> **GIVEN INSTRUCTION A**: In the craft blog post below, echo the part starting with "Keep on creating" and going on through "looking pretty good!", word for word.

> **GIVEN PASSAGE**:

(begin)

Friday, 20 June 2014
This lesson was again to do with the environment and reusing old materials. At the end of the lesson we planted some seeds into a toilet roll pot to enable the children to watch a seed grow.
Tin Can Robots
These were inspired by this pin.
HOW: Place masking tape on inside of recycled can to ensure the children can't cut themselves. Put out plates of odds and ends (think bolts, nails, old jewellery, washers, utensils, keys, steel wool, old bits of scrubbers, bottle caps, old bent pipe cleaners, feathers, old pie cases, old door handles, bits of foil). I also put out strips of magnetic tape (with a sticky side) so they could make any of these things magnetic and magnetic paper so they could draw their own decorations as well. The idea was to make a robot / creature with the recycled materials available. Since everything was magnetic their robot / creature could have removable accessories and change their appearance. Accessories not in use were stored inside the tin can.
This was a big hit with the kids and some worked on their robots all lesson or made more than one.
Tin Can Wind Socks
HOW: Paint tin cans. When paint is dry hot glue on lengths of ribbon. Punch hole in top with nail punch and then thread through some florists wire (or fishing wire) attach a bead to inside to keep wire in place. Form a loop at the top.
Bottle Top Snakes
HOW: Thread a pony bead to the end of a piece of florists wire. Bend wire to keep bead on. Add a few more beads for a tongue. Thread remainder of wire with bottle caps (punch holes in these first with a nail punch). Add another bead to end to hold bottle caps on. Hot glue on eyes.
Bottle Top Circles
HOW: Glue bottle tops to a plate, large round lid or other round object (we used some round boxes I had).
Toilet Roll Plant Pots
HOW: Simply cut four slits in the bottom of the roll, bend in to form a bottom, fill with potting mix and add your seeds (we used Snow Peas). Decorate toilet roll if you wish.
Keep on creating and look after the environment!
Wednesday, 18 June 2014
The children always get really excited when I announce its pottery in art this week. It has to be their favourite lesson. I always have the wheel going and they all get a go at that. Then there is the mess factor, the water sprayers and the fact that what they make usually comes out looking pretty good!

(end)

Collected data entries
(begin)

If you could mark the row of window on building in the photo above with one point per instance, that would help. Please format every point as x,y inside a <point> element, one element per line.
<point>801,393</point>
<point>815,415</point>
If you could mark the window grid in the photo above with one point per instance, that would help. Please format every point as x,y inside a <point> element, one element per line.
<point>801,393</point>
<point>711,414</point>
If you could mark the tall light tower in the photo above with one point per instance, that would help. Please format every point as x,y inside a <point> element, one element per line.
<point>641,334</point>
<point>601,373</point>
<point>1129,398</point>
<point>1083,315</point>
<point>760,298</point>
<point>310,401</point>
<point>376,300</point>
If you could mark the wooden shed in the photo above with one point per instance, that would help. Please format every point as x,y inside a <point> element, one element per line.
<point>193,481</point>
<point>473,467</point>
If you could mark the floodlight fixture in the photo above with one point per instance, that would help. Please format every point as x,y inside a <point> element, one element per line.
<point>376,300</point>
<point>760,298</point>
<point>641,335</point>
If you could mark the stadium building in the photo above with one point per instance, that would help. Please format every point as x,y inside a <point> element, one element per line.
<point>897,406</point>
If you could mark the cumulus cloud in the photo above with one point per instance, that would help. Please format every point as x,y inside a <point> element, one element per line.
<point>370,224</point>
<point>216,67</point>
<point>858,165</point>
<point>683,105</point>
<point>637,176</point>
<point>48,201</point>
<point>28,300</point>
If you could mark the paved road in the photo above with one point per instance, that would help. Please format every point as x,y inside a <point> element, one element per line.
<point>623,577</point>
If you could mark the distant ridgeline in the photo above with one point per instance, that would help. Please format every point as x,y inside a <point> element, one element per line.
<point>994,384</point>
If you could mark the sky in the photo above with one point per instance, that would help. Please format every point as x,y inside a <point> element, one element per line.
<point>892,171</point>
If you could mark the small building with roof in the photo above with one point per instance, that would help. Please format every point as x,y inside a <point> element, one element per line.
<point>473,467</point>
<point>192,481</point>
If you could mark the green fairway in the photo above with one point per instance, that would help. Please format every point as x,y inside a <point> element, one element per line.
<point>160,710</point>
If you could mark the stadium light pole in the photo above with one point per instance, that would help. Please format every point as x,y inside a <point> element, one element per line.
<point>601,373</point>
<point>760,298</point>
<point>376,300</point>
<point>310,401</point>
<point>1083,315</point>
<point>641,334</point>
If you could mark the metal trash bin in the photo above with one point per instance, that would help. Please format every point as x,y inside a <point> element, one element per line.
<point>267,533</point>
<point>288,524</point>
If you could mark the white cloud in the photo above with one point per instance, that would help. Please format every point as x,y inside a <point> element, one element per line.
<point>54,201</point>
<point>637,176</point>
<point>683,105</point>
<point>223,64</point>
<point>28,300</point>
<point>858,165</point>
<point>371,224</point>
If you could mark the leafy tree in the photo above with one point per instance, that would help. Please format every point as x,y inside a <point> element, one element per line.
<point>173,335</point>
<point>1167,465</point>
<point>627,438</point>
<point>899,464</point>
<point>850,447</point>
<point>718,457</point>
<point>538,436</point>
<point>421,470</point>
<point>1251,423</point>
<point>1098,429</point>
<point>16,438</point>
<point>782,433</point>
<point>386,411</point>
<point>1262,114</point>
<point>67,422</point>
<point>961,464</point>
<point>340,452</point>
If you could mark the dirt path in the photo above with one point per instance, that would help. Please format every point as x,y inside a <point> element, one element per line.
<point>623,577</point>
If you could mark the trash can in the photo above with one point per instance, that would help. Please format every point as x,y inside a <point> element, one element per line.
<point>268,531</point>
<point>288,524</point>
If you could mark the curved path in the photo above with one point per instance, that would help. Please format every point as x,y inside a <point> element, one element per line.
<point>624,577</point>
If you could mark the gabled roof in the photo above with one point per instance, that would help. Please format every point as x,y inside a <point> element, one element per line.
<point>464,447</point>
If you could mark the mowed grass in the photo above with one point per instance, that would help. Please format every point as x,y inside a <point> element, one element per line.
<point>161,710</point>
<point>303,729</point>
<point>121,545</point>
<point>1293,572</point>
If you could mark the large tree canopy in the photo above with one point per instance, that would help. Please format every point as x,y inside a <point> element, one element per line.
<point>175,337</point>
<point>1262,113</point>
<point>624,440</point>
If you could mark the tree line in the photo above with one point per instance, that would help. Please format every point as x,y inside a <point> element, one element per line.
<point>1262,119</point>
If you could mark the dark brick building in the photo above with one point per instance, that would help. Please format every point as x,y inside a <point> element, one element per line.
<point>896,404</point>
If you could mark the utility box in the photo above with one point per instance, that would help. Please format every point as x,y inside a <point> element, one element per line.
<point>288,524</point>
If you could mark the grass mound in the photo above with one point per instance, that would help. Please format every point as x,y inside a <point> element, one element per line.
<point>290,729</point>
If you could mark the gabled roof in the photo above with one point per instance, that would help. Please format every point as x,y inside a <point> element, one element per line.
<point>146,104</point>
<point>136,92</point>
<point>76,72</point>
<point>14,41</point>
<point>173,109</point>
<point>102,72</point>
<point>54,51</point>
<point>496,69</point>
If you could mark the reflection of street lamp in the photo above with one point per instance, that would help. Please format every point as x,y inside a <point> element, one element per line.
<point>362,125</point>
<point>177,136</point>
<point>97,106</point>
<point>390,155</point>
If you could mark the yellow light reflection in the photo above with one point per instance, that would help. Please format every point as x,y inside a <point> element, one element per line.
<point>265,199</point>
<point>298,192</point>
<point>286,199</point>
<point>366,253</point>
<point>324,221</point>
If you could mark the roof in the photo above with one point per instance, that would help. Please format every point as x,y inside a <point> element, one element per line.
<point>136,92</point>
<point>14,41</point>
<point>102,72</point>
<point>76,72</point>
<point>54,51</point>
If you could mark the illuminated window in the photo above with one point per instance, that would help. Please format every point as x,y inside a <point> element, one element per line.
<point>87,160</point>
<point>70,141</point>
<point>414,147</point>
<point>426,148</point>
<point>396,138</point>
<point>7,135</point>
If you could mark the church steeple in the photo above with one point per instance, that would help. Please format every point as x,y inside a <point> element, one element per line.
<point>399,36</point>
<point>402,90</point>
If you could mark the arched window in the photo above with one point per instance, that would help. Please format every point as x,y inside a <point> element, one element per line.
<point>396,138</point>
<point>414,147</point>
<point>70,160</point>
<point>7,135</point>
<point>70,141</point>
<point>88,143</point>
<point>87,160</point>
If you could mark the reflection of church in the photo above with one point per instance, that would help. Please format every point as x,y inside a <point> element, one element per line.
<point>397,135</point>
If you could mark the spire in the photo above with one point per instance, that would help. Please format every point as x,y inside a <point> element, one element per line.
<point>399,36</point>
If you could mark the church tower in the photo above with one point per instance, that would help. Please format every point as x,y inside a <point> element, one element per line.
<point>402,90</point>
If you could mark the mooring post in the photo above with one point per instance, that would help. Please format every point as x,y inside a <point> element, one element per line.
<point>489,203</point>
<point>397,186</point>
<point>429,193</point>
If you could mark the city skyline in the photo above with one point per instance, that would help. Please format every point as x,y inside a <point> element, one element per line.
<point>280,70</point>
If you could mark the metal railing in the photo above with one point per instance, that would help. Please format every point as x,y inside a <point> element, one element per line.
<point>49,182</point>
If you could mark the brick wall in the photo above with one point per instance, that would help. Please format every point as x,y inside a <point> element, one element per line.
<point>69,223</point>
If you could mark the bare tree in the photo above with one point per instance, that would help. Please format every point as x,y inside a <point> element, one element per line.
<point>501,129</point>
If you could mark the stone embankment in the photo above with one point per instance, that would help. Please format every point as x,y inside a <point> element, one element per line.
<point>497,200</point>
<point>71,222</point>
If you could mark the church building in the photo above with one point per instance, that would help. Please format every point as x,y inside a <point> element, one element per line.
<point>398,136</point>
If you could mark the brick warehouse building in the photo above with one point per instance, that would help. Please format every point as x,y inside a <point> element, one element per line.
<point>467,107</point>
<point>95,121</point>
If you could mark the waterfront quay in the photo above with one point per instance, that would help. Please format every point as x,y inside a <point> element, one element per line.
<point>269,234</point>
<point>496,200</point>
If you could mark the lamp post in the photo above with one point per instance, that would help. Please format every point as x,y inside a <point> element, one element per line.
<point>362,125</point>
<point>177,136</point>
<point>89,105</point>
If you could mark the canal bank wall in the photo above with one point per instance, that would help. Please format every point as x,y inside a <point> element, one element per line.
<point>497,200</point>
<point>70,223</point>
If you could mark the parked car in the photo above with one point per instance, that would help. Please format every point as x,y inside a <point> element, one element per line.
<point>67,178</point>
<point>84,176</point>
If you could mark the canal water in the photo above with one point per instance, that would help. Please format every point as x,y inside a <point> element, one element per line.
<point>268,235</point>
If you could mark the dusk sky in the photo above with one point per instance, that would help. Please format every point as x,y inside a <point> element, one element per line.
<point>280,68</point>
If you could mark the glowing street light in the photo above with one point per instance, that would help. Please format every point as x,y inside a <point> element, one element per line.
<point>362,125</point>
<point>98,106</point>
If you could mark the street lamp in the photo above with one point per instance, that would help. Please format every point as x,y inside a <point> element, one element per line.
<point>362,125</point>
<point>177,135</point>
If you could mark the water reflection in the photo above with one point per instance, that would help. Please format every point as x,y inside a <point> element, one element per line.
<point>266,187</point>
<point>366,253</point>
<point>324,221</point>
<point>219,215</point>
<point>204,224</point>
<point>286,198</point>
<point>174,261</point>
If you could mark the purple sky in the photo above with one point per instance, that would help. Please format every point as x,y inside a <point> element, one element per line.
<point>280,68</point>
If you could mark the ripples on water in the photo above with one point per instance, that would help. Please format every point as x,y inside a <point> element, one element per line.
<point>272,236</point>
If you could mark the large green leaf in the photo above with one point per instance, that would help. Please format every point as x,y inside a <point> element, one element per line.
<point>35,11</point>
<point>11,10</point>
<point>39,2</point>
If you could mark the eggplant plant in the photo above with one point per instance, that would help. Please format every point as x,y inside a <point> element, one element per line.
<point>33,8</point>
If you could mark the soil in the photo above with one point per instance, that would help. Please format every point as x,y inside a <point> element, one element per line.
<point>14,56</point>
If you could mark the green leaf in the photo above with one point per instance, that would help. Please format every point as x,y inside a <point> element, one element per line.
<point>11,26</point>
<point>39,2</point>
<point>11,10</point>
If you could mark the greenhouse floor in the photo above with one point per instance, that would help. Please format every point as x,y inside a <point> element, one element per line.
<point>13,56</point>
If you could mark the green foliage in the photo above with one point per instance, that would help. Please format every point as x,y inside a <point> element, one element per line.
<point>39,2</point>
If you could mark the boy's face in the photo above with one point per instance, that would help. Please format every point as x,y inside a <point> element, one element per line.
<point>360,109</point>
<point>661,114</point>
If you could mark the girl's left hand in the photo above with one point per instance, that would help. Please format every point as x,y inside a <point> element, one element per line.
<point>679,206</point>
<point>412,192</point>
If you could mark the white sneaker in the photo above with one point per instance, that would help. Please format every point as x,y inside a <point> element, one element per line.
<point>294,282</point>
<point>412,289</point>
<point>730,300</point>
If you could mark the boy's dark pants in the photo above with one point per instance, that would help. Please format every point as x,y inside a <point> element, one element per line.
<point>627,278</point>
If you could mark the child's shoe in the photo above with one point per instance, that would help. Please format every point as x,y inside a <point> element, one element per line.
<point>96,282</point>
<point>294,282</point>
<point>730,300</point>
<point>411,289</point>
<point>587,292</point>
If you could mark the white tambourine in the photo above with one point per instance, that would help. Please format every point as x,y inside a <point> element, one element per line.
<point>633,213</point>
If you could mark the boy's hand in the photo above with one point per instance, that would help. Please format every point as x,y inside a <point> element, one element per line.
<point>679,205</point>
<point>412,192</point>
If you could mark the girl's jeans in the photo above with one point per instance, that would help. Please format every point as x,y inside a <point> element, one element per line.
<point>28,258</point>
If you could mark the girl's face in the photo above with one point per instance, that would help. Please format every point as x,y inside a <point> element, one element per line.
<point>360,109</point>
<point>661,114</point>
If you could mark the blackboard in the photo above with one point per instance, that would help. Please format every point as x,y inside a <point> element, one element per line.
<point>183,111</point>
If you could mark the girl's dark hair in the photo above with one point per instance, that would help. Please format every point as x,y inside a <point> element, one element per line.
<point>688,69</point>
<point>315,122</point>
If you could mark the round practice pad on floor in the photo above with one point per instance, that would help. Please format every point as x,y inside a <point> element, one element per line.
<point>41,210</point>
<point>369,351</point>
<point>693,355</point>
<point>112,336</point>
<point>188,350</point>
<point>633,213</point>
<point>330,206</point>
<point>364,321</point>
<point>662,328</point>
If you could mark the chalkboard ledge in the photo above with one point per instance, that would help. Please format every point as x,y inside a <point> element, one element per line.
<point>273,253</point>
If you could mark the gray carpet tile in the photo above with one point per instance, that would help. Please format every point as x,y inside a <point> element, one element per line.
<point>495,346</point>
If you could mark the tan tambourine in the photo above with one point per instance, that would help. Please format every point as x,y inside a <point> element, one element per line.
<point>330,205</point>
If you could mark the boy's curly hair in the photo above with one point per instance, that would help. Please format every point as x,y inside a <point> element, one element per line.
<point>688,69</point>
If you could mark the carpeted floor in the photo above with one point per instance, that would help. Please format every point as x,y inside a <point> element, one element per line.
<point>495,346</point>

(end)

> **GIVEN INSTRUCTION B**: Duplicate the records above word for word, starting with the first line of the records and going on through the line with "<point>897,406</point>", both ends included.

> **EXERCISE ANSWER A**:
Keep on creating and look after the environment!
Wednesday, 18 June 2014
The children always get really excited when I announce its pottery in art this week. It has to be their favourite lesson. I always have the wheel going and they all get a go at that. Then there is the mess factor, the water sprayers and the fact that what they make usually comes out looking pretty good!

> **EXERCISE ANSWER B**:
If you could mark the row of window on building in the photo above with one point per instance, that would help. Please format every point as x,y inside a <point> element, one element per line.
<point>801,393</point>
<point>815,415</point>
If you could mark the window grid in the photo above with one point per instance, that would help. Please format every point as x,y inside a <point> element, one element per line.
<point>801,393</point>
<point>711,414</point>
If you could mark the tall light tower in the photo above with one point per instance, that would help. Please format every point as x,y inside a <point> element, one element per line.
<point>641,334</point>
<point>601,373</point>
<point>1129,398</point>
<point>1083,315</point>
<point>760,298</point>
<point>310,401</point>
<point>376,300</point>
If you could mark the wooden shed in the photo above with one point per instance, that would help. Please format every point as x,y inside a <point> element, one element per line.
<point>193,481</point>
<point>473,467</point>
If you could mark the floodlight fixture in the photo above with one point per instance, that would help. Please format every point as x,y inside a <point> element, one element per line.
<point>376,300</point>
<point>760,298</point>
<point>641,335</point>
If you could mark the stadium building in the photo above with one point per instance, that would help. Please format every point as x,y inside a <point> element, one element per line.
<point>897,406</point>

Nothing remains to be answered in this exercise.